*Source data*:
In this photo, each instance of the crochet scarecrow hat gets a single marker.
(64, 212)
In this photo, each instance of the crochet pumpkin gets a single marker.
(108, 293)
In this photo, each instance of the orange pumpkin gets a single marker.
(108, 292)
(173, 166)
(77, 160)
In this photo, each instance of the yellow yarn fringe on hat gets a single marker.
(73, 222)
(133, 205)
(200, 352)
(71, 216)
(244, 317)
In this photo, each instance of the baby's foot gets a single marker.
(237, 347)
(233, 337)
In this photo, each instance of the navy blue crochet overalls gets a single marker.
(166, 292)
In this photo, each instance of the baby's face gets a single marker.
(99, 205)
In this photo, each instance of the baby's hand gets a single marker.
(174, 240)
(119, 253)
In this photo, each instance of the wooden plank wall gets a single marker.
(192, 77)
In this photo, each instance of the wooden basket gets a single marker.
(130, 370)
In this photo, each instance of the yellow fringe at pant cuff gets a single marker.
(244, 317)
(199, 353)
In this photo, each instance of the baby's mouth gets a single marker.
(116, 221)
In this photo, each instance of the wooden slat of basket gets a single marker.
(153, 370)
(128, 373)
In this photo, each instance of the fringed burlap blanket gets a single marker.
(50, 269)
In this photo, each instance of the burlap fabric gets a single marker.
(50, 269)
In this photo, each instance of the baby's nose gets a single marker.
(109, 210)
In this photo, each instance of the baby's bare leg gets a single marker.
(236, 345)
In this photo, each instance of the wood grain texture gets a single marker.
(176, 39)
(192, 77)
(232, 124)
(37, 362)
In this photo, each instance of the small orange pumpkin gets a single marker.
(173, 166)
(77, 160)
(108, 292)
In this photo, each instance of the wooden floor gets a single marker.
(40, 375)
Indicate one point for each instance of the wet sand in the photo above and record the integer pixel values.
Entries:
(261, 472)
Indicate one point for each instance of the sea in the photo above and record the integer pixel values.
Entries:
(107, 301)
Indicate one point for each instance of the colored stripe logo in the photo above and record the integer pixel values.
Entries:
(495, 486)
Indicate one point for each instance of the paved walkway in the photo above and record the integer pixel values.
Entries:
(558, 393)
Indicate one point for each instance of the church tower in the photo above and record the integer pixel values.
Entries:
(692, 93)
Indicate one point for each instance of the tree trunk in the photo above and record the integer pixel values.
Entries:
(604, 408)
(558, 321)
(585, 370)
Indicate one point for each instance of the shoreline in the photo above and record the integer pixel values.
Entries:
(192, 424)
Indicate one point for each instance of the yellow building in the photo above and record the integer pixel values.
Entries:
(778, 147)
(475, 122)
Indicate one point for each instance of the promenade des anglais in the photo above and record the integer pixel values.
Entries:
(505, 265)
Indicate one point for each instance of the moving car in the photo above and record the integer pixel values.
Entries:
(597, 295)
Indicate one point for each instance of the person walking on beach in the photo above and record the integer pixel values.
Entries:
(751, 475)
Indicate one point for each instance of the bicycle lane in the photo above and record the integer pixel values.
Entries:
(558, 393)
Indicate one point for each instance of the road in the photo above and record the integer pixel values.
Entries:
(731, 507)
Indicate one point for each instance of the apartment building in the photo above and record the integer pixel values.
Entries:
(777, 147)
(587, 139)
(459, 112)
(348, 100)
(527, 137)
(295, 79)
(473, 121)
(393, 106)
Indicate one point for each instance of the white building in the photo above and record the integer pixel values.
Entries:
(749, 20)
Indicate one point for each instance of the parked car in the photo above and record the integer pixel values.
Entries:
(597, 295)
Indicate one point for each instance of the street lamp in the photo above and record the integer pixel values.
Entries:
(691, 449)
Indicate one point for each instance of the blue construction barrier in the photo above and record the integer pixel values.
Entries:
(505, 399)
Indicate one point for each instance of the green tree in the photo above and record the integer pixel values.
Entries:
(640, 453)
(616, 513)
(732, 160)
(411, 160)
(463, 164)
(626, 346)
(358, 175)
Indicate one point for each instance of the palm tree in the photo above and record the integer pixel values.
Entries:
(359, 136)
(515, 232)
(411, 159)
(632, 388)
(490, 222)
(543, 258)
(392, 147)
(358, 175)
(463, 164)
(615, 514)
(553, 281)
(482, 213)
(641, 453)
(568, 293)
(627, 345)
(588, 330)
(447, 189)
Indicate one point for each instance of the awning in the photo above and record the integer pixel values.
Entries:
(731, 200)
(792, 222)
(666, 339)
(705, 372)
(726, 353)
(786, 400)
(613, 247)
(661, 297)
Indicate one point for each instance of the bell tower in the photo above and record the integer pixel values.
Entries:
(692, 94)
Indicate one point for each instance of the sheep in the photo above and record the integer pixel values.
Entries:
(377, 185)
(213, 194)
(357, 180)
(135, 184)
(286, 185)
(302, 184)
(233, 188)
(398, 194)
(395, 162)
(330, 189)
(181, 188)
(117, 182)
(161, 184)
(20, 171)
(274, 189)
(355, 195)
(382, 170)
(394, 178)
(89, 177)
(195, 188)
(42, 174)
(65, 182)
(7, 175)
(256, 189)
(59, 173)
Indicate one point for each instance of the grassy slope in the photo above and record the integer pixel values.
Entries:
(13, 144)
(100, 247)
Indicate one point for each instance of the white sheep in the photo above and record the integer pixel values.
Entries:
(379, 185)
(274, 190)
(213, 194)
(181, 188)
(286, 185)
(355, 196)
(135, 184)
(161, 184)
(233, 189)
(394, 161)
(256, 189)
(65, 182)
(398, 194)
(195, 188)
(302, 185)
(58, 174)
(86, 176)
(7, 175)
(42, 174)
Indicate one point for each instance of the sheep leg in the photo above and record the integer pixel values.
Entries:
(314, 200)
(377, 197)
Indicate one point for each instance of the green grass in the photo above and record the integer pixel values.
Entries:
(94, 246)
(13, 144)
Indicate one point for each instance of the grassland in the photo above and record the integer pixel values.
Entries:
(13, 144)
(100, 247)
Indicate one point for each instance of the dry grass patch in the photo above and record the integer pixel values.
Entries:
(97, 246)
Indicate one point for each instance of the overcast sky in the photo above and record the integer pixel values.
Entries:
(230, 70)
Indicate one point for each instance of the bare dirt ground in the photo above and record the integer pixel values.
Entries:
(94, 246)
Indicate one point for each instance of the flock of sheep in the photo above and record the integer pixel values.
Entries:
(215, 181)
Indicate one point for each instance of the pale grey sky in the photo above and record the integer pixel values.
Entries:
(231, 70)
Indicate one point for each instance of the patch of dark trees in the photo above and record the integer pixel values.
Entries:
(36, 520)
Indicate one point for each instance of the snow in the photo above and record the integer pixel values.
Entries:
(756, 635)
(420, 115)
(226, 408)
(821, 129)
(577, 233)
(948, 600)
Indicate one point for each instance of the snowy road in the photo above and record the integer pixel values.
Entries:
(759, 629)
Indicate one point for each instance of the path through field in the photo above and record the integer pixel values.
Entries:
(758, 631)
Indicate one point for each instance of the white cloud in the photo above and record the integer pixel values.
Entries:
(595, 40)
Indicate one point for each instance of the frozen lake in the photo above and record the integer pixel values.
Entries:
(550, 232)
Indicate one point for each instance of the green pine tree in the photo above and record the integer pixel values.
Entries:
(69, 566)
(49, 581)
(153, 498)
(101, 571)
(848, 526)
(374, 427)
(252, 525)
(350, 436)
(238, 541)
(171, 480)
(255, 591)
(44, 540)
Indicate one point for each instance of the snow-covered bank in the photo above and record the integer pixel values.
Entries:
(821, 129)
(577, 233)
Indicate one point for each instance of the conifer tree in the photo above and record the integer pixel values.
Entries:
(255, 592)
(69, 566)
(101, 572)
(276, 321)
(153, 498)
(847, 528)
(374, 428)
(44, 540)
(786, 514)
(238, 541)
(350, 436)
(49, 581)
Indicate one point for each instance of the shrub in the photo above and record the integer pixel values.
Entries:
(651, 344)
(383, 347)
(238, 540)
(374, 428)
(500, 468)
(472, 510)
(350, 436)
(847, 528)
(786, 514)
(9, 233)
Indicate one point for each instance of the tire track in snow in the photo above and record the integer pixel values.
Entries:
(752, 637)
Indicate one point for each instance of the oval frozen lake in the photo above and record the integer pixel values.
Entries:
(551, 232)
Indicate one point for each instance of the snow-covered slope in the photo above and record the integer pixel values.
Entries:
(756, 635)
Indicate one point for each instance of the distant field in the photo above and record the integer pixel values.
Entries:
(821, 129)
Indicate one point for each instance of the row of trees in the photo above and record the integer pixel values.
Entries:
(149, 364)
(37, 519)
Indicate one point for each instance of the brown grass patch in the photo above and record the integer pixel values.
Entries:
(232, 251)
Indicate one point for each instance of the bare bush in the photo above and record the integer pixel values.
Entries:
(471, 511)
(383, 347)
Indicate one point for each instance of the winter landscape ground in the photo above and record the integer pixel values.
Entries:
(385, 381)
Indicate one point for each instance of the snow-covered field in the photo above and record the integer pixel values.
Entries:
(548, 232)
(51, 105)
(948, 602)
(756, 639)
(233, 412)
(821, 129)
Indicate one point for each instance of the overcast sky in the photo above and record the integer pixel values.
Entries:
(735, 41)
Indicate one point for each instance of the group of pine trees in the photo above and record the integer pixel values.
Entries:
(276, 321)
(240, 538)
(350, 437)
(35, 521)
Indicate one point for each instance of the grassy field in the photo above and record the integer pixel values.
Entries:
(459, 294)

*Exercise directions*: Every line from the one containing "Indicate one point for each instance of the snow-covered slope" through the last line must be copied exactly; leave out the rest.

*Complete output*:
Indicate one point for each instance of the snow-covered slope in the photo above and record the integer pixel values.
Entries:
(756, 635)
Indicate one point for each instance of the distant field in the photo above and record the integer pixel values.
Entries:
(821, 129)
Indicate one point for each instance of the row of trees in the photo above and record the integer pixel values.
Entries:
(149, 364)
(37, 519)
Indicate one point for each instance of the brown grass patch in the photo above and record the integer pixel values.
Entries:
(232, 251)
Indicate one point for each instance of the bare bush in the photo above and record the integer pixel values.
Entries:
(471, 511)
(383, 347)
Indicate one point for each instance of the winter landscape ground in the photo above and record the integer pixel values.
Entries:
(385, 381)
Indicate one point for each instance of the snow-covered field in the photo above and record the integer pixel values.
Entries:
(548, 232)
(51, 105)
(948, 602)
(756, 639)
(233, 412)
(821, 129)
Indicate one point for each instance of the overcast sky in the photo above and record the integer pixel values.
Entries:
(735, 41)
Indicate one point for each instance of the group of pine trees in the photo above and record the integer pixel values.
Entries:
(276, 321)
(240, 538)
(350, 437)
(35, 521)
Indicate one point for each instance of the grassy field in the photo above and record the integer pixel values.
Entries:
(459, 294)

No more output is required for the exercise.